**Exercise task:** Report only the number of lines below that contain the string "girl", treating uppercase and lowercase letters as distinct.

**Data lines:**

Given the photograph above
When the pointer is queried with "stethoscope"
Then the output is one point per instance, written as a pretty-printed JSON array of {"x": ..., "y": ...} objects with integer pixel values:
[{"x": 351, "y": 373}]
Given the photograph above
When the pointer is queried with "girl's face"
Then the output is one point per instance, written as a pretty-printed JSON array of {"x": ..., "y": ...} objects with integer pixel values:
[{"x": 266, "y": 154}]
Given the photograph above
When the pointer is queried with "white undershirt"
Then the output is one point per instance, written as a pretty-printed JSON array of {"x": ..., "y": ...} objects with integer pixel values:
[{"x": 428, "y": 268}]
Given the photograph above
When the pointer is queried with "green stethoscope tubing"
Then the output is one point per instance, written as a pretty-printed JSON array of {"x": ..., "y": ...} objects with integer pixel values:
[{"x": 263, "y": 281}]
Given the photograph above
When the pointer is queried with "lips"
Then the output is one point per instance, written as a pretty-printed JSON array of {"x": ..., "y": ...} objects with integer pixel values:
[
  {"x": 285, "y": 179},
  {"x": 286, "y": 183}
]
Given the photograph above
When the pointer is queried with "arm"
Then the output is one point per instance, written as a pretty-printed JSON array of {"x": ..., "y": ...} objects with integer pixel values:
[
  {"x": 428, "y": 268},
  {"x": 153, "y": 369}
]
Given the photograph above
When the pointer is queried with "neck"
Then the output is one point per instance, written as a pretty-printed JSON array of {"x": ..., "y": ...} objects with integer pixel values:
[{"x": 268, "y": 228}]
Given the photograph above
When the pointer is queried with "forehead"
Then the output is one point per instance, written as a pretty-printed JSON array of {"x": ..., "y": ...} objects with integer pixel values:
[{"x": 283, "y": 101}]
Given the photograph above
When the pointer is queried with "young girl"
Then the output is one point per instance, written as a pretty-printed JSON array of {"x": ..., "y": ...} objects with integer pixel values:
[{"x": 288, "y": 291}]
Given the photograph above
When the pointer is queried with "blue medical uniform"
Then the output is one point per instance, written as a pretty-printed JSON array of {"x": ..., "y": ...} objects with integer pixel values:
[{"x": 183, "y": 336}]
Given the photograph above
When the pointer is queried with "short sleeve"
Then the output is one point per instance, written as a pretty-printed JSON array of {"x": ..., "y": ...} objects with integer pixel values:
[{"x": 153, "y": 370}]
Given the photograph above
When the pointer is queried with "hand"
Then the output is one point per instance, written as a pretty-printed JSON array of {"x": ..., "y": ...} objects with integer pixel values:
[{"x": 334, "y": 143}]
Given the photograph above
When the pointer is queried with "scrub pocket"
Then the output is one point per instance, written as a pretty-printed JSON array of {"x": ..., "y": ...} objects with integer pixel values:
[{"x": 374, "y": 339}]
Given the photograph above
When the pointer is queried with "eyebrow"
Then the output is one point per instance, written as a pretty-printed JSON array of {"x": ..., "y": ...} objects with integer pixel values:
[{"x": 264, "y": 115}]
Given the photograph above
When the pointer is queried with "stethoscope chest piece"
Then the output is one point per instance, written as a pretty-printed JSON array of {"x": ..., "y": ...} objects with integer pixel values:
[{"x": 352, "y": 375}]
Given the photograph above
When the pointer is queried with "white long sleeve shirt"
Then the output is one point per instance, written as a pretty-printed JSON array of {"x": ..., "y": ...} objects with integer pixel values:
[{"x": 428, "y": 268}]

**Task answer:** 2